A lo largo del propio devenir del proceso de rehabilitación, cada enfermo alcohólico integrante del Movimiento Internacional 24 Horas de Alcohólicos Anónimos vive una sucesión, no gradual, de pequeños (o grandes) momentos de conciencia, de situaciones de impacto en cada una de las cuales parece descubrir el “secreto” de la recuperación.

No cabe duda de que el primero de esos grandes momentos es la propia llegada a un Grupo 24 Horas. Nos acercamos en un escenario (muchas veces fugaz) de desamparo, de desesperación y desesperanza: el alcohol, aliado de los inicios, nos ha abandonado, nos ha hecho tocar fondo y hoy nos encamina “dulcemente razonables” a las puertas de Alcohólicos Anónimos. Allí, tras la derrota de vernos en la necesidad de pedir ayuda, y lo que esto significa para un enfermo alcohólico, sufrimos un primer impacto emocional: encontrar a otros enfermos alcohólicos (en ese momento aún no son compañeros) que nos entienden y brindan comprensión, nos hablan de un infierno similar, de un sufrimiento que ha seguido los mismos derroteros que el nuestro. Nos aseguran que un día llegaron igual, “a las gradas de la locura y de la muerte”, con la sensación cada uno también de ser “el más miserable de los hijos de Dios”.

# [Detalles del problema]
Prosiga el texto sobre la recuperación en los Grupos 24 Horas de Alcohólicos Anónimos a partir de su última oración. El material no guarda relación alguna con el texto.

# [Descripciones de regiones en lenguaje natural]
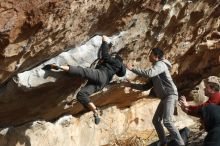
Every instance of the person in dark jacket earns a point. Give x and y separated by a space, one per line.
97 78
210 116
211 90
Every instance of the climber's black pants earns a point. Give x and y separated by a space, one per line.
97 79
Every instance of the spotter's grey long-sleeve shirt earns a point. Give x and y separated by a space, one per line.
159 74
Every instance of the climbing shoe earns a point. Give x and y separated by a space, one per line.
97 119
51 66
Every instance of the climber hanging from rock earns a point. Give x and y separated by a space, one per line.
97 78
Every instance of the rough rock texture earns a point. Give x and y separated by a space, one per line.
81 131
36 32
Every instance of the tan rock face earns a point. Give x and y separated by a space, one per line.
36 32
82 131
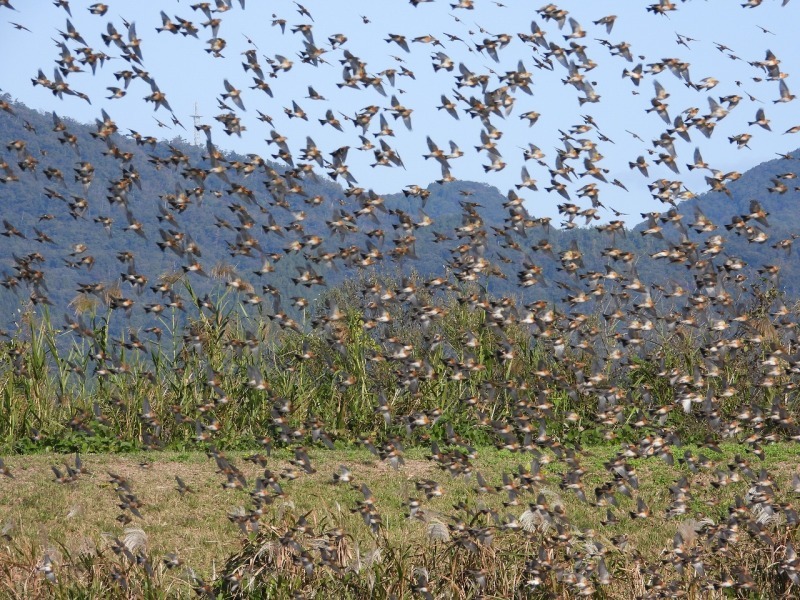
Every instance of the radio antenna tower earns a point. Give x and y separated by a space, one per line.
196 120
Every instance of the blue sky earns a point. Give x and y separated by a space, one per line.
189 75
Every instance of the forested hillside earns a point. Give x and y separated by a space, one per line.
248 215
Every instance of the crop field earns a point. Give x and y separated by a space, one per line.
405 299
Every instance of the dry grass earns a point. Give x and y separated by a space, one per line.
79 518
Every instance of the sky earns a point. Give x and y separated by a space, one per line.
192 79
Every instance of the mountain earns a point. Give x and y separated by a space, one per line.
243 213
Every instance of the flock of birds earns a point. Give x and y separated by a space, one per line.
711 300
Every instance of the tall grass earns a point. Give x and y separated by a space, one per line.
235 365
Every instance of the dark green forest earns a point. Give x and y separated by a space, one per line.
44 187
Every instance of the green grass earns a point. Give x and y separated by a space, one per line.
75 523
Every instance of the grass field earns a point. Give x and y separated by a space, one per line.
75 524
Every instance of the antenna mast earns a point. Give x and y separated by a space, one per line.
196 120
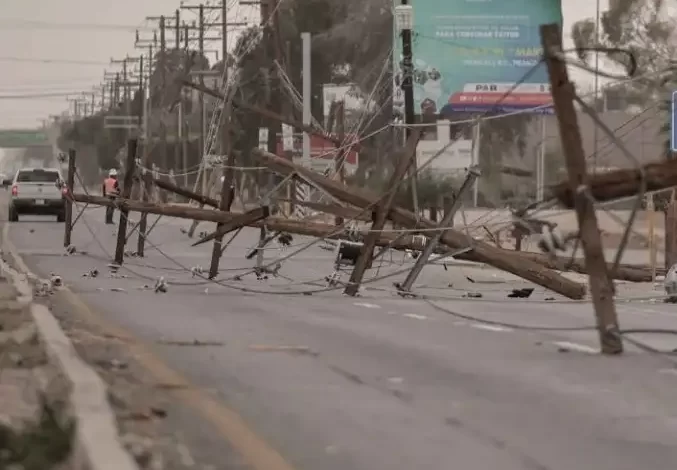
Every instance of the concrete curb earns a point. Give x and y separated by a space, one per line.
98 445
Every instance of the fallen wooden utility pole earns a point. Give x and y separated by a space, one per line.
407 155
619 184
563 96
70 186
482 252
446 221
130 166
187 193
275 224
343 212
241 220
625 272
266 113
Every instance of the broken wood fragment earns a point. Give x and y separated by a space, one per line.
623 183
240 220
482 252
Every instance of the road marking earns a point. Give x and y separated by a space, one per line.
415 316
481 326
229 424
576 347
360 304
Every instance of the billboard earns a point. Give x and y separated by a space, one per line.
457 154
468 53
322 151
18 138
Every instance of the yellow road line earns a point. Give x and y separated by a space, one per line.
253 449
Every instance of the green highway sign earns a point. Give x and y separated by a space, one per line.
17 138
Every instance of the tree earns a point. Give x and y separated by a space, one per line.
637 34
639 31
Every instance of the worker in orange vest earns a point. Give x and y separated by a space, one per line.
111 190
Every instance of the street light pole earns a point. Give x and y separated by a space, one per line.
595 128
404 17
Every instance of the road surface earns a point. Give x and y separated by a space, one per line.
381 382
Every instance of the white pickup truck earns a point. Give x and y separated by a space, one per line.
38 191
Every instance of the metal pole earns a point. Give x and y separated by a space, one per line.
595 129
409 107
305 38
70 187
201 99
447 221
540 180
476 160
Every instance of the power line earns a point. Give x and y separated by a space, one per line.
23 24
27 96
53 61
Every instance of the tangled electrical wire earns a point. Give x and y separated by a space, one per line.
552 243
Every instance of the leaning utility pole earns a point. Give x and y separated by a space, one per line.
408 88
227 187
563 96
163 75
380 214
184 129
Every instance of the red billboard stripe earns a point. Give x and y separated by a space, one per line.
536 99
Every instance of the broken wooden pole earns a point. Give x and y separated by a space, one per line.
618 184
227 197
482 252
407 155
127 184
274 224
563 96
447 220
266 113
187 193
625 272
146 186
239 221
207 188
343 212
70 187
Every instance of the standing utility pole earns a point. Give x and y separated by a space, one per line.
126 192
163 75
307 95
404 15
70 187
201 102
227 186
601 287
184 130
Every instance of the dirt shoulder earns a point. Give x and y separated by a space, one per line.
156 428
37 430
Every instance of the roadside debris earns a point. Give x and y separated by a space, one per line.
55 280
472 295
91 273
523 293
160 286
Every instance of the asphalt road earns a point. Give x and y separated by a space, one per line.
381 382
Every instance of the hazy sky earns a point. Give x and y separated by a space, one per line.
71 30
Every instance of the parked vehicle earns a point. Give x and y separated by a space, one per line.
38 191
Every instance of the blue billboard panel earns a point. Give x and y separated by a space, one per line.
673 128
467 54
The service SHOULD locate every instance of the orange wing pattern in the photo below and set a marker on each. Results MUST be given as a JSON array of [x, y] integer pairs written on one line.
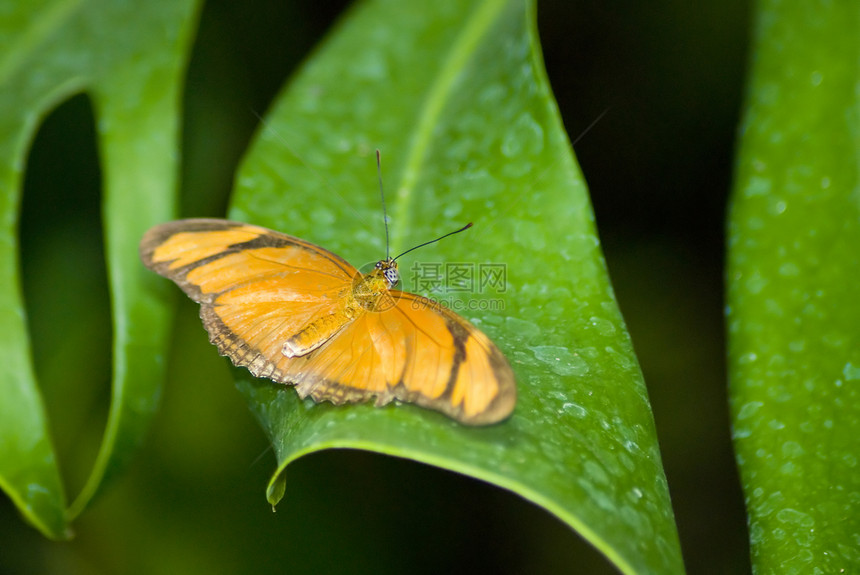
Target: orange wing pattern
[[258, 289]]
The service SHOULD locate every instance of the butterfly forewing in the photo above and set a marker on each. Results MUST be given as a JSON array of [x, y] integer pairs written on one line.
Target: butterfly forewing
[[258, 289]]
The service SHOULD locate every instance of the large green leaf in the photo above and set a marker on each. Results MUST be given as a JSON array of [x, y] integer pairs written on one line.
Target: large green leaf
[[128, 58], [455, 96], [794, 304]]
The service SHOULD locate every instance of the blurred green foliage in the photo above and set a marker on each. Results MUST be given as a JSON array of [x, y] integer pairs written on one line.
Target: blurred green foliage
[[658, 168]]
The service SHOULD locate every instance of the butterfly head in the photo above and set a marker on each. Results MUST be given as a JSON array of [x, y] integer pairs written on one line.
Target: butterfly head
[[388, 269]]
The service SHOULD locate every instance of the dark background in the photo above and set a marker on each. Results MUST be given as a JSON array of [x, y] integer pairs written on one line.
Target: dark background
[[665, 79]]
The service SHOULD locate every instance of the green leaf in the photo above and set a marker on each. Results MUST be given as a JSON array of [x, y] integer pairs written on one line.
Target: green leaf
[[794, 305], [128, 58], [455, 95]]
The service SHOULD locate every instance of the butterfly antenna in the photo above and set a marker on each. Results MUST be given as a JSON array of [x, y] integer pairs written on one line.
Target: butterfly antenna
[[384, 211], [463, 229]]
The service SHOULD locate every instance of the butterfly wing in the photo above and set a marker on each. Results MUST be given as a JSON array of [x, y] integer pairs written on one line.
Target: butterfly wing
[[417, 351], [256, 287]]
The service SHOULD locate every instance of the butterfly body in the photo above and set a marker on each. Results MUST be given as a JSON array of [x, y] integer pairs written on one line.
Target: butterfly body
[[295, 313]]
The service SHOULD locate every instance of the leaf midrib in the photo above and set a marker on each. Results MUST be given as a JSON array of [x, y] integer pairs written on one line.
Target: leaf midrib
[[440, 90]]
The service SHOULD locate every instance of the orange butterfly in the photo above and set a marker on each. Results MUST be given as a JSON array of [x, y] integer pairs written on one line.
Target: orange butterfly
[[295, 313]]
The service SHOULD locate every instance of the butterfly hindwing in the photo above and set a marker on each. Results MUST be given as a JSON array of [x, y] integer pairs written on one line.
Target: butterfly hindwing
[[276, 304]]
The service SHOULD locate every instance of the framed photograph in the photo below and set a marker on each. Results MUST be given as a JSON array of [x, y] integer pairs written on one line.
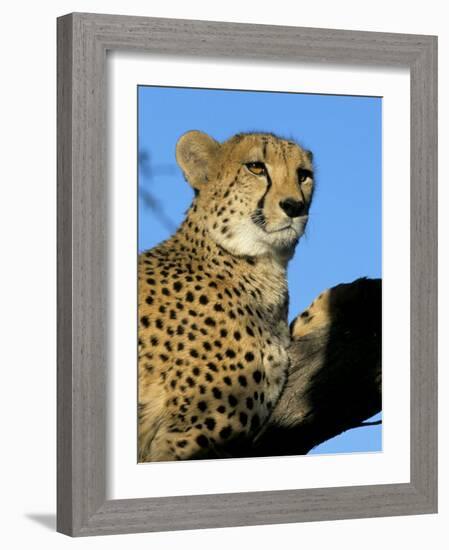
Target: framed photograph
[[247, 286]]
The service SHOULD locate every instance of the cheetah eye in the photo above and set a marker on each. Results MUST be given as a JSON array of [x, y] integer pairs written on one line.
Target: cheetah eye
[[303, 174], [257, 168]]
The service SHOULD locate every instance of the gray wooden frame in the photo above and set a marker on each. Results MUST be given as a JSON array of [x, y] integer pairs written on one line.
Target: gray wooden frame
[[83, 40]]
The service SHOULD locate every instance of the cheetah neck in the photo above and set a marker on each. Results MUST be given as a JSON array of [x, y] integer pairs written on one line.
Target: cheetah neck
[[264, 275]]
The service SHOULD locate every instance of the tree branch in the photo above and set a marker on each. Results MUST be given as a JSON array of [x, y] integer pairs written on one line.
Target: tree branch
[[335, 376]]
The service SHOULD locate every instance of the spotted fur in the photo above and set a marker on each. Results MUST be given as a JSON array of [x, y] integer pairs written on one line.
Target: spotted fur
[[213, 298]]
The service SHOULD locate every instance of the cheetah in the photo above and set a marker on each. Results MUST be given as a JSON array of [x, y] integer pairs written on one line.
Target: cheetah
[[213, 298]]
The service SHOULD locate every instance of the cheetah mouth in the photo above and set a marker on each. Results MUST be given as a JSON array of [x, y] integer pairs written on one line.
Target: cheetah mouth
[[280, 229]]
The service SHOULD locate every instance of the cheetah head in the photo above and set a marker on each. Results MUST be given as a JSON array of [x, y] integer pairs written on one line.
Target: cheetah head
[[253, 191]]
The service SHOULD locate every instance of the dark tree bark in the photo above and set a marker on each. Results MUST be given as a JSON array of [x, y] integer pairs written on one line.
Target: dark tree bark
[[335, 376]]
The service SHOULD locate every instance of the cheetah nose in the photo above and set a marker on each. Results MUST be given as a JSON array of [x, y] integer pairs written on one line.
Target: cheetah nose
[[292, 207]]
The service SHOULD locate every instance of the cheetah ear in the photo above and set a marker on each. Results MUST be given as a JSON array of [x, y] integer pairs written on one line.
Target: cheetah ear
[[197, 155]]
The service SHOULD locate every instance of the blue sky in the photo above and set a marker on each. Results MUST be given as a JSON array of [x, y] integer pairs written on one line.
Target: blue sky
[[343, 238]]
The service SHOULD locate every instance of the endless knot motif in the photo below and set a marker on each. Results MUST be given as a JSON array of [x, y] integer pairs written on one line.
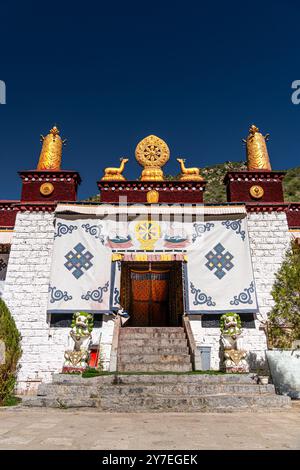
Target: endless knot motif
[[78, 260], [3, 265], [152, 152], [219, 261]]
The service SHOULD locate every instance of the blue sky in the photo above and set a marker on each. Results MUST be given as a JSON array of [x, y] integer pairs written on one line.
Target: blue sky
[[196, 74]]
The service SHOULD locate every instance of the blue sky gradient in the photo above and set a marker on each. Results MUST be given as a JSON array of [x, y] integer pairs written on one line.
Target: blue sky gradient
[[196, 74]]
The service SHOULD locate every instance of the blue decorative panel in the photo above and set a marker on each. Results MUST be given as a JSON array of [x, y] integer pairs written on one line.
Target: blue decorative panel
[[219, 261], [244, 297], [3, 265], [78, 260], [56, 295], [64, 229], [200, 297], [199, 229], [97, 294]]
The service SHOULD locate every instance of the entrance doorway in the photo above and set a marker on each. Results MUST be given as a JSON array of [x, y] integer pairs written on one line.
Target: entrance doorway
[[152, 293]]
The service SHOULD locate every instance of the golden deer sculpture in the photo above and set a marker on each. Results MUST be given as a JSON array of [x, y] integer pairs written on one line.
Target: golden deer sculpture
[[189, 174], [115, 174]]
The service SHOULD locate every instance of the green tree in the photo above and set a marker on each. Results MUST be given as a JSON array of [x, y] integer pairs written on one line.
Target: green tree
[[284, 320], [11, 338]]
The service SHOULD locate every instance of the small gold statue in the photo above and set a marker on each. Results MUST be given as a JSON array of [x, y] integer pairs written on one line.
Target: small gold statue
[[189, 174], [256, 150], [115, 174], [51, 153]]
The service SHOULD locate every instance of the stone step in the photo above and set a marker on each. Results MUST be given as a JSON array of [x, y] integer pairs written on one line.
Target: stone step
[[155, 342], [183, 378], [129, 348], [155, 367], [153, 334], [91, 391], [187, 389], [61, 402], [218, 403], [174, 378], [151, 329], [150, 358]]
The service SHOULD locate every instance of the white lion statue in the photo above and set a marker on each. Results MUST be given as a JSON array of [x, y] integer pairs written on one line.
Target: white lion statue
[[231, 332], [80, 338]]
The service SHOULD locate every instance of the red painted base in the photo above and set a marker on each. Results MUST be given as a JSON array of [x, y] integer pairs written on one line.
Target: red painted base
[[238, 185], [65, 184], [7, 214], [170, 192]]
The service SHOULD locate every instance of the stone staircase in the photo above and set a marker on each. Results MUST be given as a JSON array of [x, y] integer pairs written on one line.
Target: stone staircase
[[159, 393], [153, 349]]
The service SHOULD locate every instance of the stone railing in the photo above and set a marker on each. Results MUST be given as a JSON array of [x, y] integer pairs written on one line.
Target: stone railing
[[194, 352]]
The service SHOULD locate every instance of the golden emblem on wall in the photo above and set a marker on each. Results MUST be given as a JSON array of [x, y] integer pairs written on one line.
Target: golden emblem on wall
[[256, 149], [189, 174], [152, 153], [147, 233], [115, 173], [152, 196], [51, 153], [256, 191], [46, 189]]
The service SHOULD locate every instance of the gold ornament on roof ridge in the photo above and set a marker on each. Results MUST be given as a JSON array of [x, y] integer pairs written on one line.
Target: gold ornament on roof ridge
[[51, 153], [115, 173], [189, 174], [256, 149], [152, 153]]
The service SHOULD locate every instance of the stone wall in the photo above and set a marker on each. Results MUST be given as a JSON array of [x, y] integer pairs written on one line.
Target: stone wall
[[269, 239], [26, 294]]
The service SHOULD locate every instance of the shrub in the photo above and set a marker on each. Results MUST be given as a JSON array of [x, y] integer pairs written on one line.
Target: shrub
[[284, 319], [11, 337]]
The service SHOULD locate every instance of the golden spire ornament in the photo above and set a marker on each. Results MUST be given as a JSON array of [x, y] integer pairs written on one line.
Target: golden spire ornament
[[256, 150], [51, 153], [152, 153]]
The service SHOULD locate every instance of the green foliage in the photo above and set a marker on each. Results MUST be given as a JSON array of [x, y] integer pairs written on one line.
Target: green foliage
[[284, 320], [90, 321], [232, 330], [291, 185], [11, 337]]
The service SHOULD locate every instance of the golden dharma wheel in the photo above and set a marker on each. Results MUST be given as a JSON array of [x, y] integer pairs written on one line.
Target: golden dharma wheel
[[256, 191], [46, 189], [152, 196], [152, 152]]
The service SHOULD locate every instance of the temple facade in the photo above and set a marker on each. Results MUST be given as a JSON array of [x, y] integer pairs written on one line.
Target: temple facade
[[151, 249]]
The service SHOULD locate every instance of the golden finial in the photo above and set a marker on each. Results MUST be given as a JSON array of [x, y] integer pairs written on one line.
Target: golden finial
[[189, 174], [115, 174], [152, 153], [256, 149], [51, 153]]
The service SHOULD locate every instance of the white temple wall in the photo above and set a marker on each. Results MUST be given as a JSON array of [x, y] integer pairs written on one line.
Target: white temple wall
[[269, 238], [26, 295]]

# [Su respuesta]
En ese incipiente instante de conciencia descubrimos no ser los únicos que hemos vivido la desconexión de la sociedad, la incapacidad para integrarnos en un mundo al que en el fondo despreciamos, la sensación de sentirnos únicos, de vivir como “espías en territorio enemigo”, la añoranza del “paraíso perdido”.

Y de pronto sentimos, algunos por primera vez en nuestras vidas, que no estamos solos, que hemos llegado a casa, que tal vez ni siquiera seamos culpables (alguien afirma que “nadie, ni siquiera un alcohólico, es culpable de padecer una enfermedad”), y que tal vez sea cierta la oportunidad de “vivir una nueva vida, plena y feliz”.